36: Uncharted Waters

36: Uncharted Waters

From Chicken Soup for the Soul: Recovering from Traumatic Brain Injuries

Uncharted Waters

Only those who will risk going too far can possibly find out how far one can go.

~T.S. Eliot

After graduating from college in May of 2006, I planned to start a promising career, get a nice car, find my future wife, buy a house, and maybe even have a kid. It seemed to be the normal path for a twenty-three-year-old college graduate from a great family with plenty of opportunity ahead.

I interviewed for multiple jobs and received a couple of offers, but I was in no hurry for my post-graduation celebratory lifestyle to end. On July 4th I drove drunk after a party. Didn’t I know it was dangerous and criminal to drink and drive? Yes.

My parents got that dreaded early morning phone call. “Your son has serious head trauma,” said the voice. Five weeks unresponsive in the ICU followed by six weeks of intensive inpatient therapy all led up to a year of a neuro-rehab program. Believe it or not, then came the hard part.

I tried so hard, and at times still do, to get back to being the kid I was before or to become the man I planned to be. I still play golf and work out, but it’s not the way it used to be. It’s been frustratingly tough to accept diminished abilities at doing things I used to do with ease. My anger and depression grew. It was at the Krempels Center, a community-based day program for brain injury survivors, in Portsmouth, New Hampshire where I began a new life. New friends, additional support, and the realization that I was not alone meant the world to me. One of the new friends I met at Krempels is a retired orthopedic surgeon named Dr. Edward (Ted) King. Ted has become a great friend and always encourages me to have faith and do my best.

--- Complete the following ---
**1.** In the brain injury essay, rewrite the paragraph beginning "My parents got that dreaded early morning phone call" as a short list that keeps its main facts.
**2.** According to the brain injury essay, in what city and state is the Krempels Center located?
**3.** Carry on the brain injury essay from its last sentence, keeping the narrator's voice.

--- Data extract ---
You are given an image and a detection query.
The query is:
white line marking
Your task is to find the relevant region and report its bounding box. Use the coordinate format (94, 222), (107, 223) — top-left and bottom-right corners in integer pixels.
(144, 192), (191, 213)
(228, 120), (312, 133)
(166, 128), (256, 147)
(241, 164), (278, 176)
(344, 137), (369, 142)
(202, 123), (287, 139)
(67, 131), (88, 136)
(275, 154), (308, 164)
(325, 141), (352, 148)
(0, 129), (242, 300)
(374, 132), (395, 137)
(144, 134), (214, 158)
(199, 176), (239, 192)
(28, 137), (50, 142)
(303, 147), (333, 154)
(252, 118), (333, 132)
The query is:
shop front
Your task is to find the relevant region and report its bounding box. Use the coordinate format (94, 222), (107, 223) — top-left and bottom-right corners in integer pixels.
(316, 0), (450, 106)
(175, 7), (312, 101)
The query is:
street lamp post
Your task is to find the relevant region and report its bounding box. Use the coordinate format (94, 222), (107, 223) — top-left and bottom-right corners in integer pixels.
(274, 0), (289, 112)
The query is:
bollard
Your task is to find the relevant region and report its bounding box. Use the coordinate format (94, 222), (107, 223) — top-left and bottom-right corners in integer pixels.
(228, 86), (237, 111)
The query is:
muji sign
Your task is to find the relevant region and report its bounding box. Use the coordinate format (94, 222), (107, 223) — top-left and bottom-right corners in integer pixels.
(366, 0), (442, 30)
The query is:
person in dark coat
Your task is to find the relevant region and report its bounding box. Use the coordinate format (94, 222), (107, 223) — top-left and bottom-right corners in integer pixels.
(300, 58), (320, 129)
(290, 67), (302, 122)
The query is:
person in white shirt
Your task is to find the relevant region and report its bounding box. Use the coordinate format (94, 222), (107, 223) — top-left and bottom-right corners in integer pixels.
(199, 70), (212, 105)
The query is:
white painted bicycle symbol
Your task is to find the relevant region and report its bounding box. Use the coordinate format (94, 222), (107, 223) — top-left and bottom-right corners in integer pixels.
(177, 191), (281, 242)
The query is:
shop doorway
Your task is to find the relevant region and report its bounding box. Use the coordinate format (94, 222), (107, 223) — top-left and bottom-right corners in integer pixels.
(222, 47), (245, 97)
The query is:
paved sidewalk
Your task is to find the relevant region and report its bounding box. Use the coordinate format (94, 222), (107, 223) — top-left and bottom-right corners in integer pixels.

--- Exercise answers ---
**1.**
- The narrator's parents received an early morning phone call reporting that their son had serious head trauma.
- He spent five weeks unresponsive in the ICU.
- Six weeks of intensive inpatient therapy followed.
- Next came a year of a neuro-rehab program.
- After all of that, the hard part began.

**2.** Portsmouth, New Hampshire.

**3.**
In the spring of 2010, Ted asked me if I’d crew for him in the Robie Pierce Regatta, a disabled sailing regatta at Larchmont Yacht Club on Long Island Sound in early September. Even though I wasn’t a sailor, having never been in a boat before, I agreed. I was always an anxious kid and after my accident my anxiety intensified. I usually can’t figure out the root cause of the constant worry and fear I feel. Maybe the impending doom that follows me around is worry about another car accident. But without memory of the traumatic event, I can’t process the ambiguous distressing thoughts I have. I had developed some unhealthy coping mechanisms by this time, one of which was to cancel plans or not follow through on commitments, thinking it would bring me relief.

The night before I was to leave for Larchmont, New York, I felt intense fear and left Ted a message saying I wasn’t going to the race. Shortly thereafter I received a phone call from Bill Sandberg, who told me not to worry and that the point of the whole regatta was to have fun. There were no expectations. Bill was the AB (able-bodied sailor) in our three-man crew. The AB is the person who takes over in the event of an emergency and completes the actions the disabled sailors can’t physically carry out. He’s a great guy and his humor put me at ease.

I went to the regatta, even winning my first-ever race, a practice race, with Bill joking, “You should quit while you’re ahead; it can only be downhill from first place.” We came in fourth out of eighteen boats that weekend. Being part of a team and involved in competitive sports again was thrilling. The confidence I gained in facing my fears, real or imagined, continues to help me as I face new challenges. Since that first race, Ted and I have competed in five additional regattas with quite a bit of success. With Bill, we even won the 2011 National Championship in the development class. In fact, just this past weekend we raced in the championship class of the 2013 US Sailing National Championship in Milwaukee with AB Dan Rugg, winning the final race and placing second overall in the championship division.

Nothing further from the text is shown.